# Exercise description
Find the word "white" in the records below. List each line containing it.

Records from a collection
--------------------------------

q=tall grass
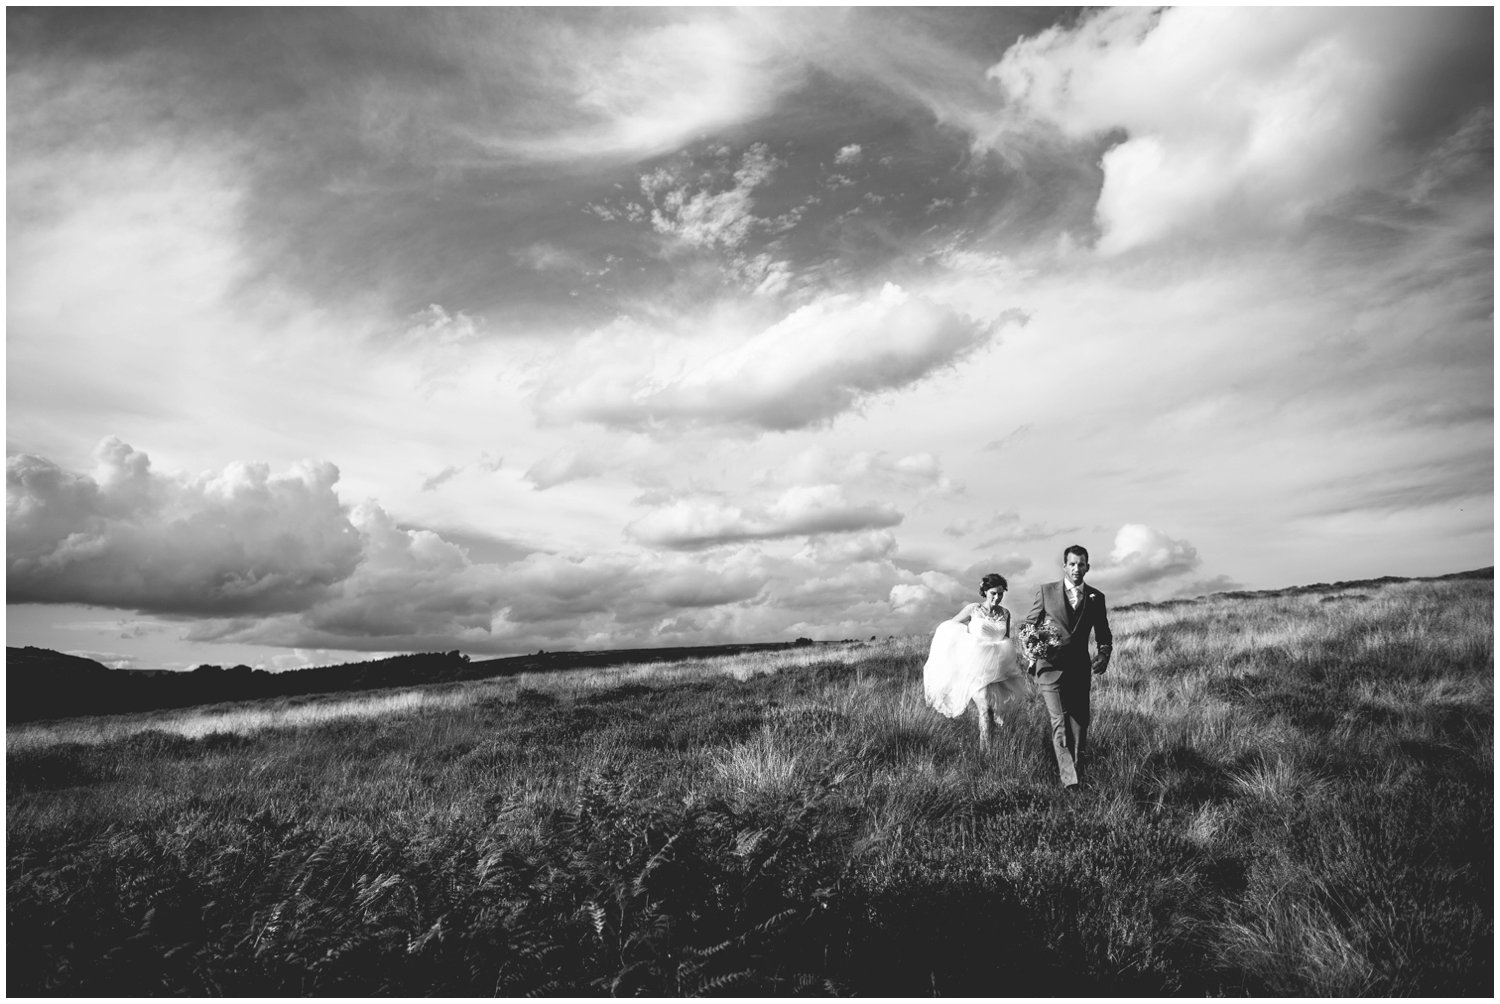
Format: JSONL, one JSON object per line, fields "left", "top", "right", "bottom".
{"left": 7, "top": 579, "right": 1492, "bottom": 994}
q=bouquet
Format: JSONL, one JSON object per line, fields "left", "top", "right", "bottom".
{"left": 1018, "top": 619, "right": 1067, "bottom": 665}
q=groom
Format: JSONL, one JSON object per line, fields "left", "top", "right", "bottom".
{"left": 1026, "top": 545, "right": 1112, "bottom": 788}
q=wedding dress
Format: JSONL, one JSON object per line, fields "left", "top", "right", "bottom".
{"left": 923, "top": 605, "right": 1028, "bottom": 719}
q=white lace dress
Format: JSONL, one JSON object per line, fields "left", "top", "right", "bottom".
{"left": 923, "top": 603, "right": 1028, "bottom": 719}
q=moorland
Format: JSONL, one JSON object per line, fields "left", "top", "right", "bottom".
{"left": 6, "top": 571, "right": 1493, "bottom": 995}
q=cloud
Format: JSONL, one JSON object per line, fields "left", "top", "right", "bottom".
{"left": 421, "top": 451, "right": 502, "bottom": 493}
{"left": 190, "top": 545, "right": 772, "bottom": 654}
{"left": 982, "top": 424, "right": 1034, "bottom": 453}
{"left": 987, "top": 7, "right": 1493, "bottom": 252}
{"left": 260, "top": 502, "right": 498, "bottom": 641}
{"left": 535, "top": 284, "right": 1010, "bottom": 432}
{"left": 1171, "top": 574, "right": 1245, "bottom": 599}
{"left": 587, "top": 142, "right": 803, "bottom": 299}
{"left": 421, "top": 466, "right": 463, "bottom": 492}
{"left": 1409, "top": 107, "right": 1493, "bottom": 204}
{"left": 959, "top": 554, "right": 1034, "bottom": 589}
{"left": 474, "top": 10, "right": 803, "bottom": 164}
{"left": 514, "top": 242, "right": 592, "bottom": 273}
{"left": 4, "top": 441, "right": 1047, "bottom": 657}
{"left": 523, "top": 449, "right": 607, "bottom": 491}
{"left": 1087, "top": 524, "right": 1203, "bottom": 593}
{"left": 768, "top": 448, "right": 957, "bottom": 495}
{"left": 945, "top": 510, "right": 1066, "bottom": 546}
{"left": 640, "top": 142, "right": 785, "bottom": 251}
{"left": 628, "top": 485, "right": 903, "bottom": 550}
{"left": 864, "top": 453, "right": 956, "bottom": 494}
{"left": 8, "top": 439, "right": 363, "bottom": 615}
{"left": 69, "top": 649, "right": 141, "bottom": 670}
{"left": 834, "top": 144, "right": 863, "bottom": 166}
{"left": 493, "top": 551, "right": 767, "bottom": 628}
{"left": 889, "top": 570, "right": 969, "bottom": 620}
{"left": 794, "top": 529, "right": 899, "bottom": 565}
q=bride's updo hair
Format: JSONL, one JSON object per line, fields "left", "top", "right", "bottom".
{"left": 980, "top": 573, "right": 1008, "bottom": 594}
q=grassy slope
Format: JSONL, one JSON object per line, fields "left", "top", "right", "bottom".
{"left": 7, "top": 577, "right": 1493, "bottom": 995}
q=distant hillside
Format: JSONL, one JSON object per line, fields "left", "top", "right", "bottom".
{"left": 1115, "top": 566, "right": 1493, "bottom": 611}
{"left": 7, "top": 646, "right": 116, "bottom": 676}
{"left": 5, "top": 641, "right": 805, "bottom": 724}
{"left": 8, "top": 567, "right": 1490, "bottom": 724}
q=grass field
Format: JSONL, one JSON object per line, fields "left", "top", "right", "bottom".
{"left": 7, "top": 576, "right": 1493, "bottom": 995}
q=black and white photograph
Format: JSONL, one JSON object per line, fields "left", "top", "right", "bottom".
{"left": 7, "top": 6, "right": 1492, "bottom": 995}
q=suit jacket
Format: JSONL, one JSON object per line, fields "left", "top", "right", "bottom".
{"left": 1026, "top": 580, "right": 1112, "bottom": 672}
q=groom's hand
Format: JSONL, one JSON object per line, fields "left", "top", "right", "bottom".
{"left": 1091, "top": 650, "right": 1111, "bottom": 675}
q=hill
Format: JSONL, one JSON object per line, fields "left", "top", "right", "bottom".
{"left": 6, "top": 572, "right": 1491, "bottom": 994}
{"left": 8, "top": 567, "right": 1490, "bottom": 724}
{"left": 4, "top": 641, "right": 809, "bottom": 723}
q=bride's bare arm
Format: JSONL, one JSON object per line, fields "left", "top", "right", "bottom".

--------------------------------

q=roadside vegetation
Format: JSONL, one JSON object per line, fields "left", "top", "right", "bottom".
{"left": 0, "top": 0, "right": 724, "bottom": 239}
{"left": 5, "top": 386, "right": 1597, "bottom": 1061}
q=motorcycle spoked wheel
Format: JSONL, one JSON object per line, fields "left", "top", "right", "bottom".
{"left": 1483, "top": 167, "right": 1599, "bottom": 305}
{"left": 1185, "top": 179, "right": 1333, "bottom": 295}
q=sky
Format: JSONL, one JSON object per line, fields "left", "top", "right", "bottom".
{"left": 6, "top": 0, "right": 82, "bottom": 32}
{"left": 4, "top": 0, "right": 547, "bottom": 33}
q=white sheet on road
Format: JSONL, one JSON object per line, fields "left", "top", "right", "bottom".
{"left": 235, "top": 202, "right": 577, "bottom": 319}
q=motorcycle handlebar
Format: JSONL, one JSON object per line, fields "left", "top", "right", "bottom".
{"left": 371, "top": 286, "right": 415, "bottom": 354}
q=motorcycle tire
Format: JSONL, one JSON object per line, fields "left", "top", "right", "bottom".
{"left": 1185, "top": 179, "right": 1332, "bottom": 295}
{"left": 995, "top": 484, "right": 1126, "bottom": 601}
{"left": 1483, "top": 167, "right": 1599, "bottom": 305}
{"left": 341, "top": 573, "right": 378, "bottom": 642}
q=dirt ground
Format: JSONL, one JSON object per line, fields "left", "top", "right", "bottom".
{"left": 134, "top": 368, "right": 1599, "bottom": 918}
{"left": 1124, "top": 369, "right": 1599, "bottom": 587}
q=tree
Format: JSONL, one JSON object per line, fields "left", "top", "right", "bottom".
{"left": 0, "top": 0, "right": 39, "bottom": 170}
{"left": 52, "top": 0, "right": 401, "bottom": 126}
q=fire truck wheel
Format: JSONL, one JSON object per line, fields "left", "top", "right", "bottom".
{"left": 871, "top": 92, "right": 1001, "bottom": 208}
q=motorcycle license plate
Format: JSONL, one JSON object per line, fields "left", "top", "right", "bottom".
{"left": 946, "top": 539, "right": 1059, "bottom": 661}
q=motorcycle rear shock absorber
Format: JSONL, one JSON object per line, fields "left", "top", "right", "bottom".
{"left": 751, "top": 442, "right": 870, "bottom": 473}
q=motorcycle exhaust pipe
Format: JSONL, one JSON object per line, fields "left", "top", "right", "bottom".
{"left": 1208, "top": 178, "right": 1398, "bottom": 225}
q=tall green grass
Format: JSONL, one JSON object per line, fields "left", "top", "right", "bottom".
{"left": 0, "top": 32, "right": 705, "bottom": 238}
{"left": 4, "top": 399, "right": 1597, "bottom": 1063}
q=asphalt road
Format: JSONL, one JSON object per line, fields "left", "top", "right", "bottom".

--------------------------------

# Your response
q=white lace dress
q=black and white photograph
q=white sheet on road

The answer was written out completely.